[Phrase grounding data]
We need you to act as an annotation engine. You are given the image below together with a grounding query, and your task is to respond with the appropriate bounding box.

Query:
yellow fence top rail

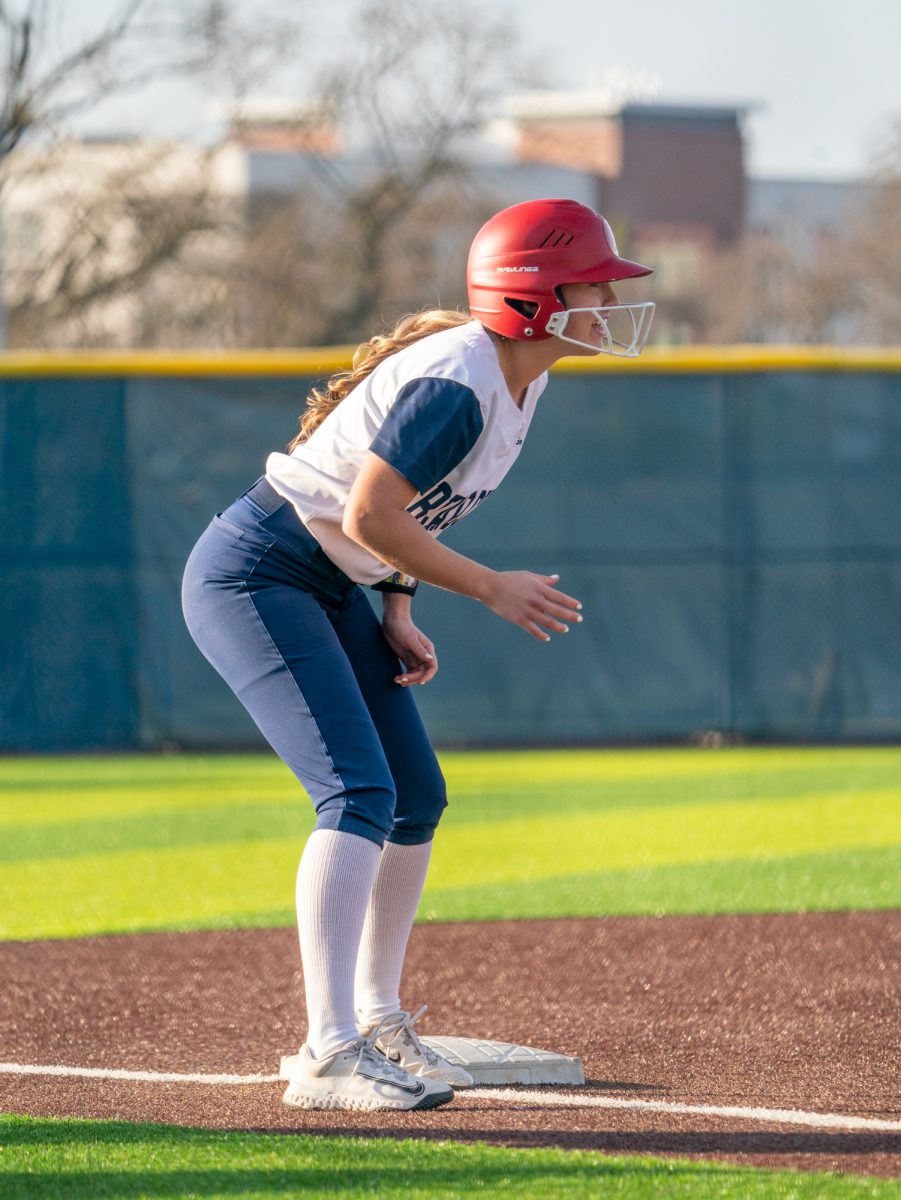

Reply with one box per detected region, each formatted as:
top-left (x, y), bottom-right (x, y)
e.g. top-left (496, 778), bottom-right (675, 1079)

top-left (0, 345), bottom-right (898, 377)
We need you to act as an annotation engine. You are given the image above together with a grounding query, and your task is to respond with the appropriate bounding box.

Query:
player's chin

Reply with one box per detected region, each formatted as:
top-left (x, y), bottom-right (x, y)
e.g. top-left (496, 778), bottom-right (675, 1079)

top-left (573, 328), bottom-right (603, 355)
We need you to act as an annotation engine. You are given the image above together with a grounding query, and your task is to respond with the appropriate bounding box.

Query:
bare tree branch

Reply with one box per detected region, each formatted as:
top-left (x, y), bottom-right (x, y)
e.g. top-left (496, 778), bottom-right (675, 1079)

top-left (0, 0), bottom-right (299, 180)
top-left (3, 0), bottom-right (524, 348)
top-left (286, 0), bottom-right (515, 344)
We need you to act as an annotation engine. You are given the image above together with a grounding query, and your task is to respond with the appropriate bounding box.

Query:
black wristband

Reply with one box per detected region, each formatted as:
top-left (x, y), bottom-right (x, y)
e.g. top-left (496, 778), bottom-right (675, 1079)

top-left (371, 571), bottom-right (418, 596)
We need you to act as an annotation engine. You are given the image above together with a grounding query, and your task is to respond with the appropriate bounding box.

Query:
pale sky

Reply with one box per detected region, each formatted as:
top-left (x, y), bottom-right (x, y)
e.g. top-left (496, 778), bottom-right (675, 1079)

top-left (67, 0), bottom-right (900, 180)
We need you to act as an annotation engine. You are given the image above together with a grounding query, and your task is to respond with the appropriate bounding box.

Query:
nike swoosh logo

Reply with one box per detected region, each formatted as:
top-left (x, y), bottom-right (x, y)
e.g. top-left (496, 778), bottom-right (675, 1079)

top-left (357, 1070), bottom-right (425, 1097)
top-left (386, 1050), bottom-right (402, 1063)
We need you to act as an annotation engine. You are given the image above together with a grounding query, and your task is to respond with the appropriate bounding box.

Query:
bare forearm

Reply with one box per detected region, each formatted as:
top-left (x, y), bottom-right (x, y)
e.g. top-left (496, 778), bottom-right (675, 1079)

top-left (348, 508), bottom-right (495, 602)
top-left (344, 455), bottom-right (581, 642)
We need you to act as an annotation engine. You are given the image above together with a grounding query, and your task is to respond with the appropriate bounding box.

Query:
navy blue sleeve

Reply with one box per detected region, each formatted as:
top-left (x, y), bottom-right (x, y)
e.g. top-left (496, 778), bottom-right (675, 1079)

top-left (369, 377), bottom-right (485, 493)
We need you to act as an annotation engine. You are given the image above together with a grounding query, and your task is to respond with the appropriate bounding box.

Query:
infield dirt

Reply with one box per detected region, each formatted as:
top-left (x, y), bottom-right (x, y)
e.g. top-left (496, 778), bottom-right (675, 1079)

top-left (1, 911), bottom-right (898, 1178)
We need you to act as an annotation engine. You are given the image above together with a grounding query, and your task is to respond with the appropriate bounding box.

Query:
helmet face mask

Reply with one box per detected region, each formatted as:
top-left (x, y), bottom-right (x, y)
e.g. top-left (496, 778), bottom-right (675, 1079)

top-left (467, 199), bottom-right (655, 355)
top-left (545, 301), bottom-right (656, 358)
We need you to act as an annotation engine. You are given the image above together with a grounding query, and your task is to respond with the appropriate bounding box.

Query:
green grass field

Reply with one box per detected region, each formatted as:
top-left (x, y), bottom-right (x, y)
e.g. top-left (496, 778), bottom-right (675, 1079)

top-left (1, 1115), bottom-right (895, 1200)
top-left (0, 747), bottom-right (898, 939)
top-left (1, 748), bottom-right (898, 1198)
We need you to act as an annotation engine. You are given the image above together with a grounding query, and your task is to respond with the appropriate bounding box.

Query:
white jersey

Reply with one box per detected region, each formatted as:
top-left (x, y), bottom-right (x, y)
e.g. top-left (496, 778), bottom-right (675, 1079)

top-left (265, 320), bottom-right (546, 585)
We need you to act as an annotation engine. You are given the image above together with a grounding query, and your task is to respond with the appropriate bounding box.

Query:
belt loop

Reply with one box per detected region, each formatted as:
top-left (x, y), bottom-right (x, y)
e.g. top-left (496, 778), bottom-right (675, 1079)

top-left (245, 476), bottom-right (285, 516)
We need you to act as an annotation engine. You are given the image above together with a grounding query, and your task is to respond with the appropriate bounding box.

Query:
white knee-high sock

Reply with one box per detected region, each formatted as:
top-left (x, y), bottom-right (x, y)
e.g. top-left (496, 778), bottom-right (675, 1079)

• **DIRECTIONS FOR THIS TASK**
An exact copy of the data above is required, printed without its pictures.

• **SOLUTION TO THIS EXERCISE**
We need you to act as an annotation engine. You are given the image below together with a grounding query, and your task is to respond with the appropriate bounding box.

Query:
yellow fence top rail


Reply with one box per detected region, each formatted as:
top-left (x, y), bottom-right (x, y)
e.g. top-left (496, 778), bottom-right (675, 1079)

top-left (0, 345), bottom-right (898, 377)
We need you to act as an annotation engine. You are given the image above together with a grounding query, and your task is to respond with the appropriate bounding box.

Query:
player's chin

Reply with one box per detected region, each formatted as:
top-left (x, y), bottom-right (x, y)
e.g. top-left (496, 778), bottom-right (675, 1079)

top-left (573, 328), bottom-right (603, 355)
We need you to act as an annotation engine. You are given the image above together with a grounding query, and your task is to respond with the appropriate bounding box.

Query:
bare tree branch

Reply with one box per detected region, each formatted as:
top-left (x, y), bottom-right (x, y)
e.g. top-left (496, 778), bottom-right (675, 1079)

top-left (0, 0), bottom-right (299, 180)
top-left (3, 0), bottom-right (524, 348)
top-left (286, 0), bottom-right (515, 344)
We need you to act as an annotation engine. You are given the image above together with a grounding query, and your task is to respond with the appropriate bounding box.

Query:
black wristband

Reply with one box per detected region, each formatted as:
top-left (x, y), bottom-right (x, y)
e.g. top-left (496, 778), bottom-right (675, 1079)

top-left (371, 571), bottom-right (418, 596)
We need you to act as an annotation engine. You are given the image above together with a grounding query, and your task is to respond with the appropriate bounding box.

Query:
pale sky

Reply with one box per detected region, each formatted as:
top-left (x, y), bottom-right (x, y)
e.g. top-left (496, 778), bottom-right (675, 1079)

top-left (67, 0), bottom-right (900, 180)
We need you to act as an annotation engine. You are given the image above together with a grounding query, and your task is to respond with the appropriate bounding box.

Query:
nike swoosh logo

Reply with one box per detected region, each formatted as:
top-left (x, y), bottom-right (x, y)
e.g. top-left (496, 778), bottom-right (675, 1079)

top-left (357, 1070), bottom-right (425, 1097)
top-left (386, 1050), bottom-right (402, 1063)
We need you to act as an annotation engine. You are given the image above together with a grounding query, and your task is to respond with the appropriate bounding box.

Query:
bare forearm

Reply with one box per detected region, each formatted as:
top-left (x, y), bottom-right (x, y)
e.g. top-left (496, 778), bottom-right (675, 1079)

top-left (348, 508), bottom-right (495, 602)
top-left (344, 455), bottom-right (581, 642)
We need you to act as an annotation engine. You are given the image above together with a grounding query, and your task is to respond with the appropriate bounding box.

Query:
navy blue sleeve

Reply with one box per detected region, each formatted as:
top-left (x, y), bottom-right (x, y)
e.g. top-left (496, 778), bottom-right (675, 1079)

top-left (369, 377), bottom-right (485, 493)
We need you to act as an annotation engine. You are given the image above together with a grounding query, and your task is to respond with the appropriate bounding box.

Query:
infield dirt

Reply with one box per detected region, each formatted as:
top-left (x, y), bottom-right (x, y)
e.g. top-left (496, 778), bottom-right (675, 1079)

top-left (1, 911), bottom-right (898, 1178)
We need you to act as an annotation engine. You are given the image above together with a grounding query, and your task is to respond with the appropriate bounding box.

Query:
helmet face mask

Reply with one box per detected region, each formatted as:
top-left (x, y), bottom-right (x, y)
e.g. top-left (496, 778), bottom-right (675, 1079)

top-left (467, 199), bottom-right (655, 355)
top-left (545, 301), bottom-right (656, 358)
We need you to act as an annotation engine. You are given the image above together with a grounding query, and your task is to respond with the appropriate bounding box.

Query:
green grass field

Reply with one box per detected region, each formatted as:
top-left (x, y), bottom-right (x, y)
e.g. top-left (496, 778), bottom-right (675, 1079)

top-left (1, 1115), bottom-right (895, 1200)
top-left (0, 747), bottom-right (898, 939)
top-left (1, 748), bottom-right (898, 1198)
We need you to act as an annotation engine. You are given the image above together with a grounding query, and your task is to respond with the appropriate bounding box.

Query:
white jersey

Reply with one box per detected region, each formatted as:
top-left (x, y), bottom-right (x, y)
e.g. top-left (496, 778), bottom-right (675, 1079)

top-left (265, 320), bottom-right (546, 585)
We need you to act as an annotation engine. You are given the image above together with a grounding query, and your task is to respond with the appropriate bounding box.

Query:
belt loop

Reply with one box per detected region, each formatted as:
top-left (x, y), bottom-right (x, y)
e.g. top-left (496, 778), bottom-right (675, 1079)

top-left (245, 476), bottom-right (285, 516)
We need you to act as an annotation engine. You are given the image above together with a grounding query, and your task is to respond with the appropriate bounding box.

Query:
white knee-high sock

Reply with one box per detected region, each formatted as:
top-left (x, y), bottom-right (x, y)
e.g. top-left (496, 778), bottom-right (675, 1079)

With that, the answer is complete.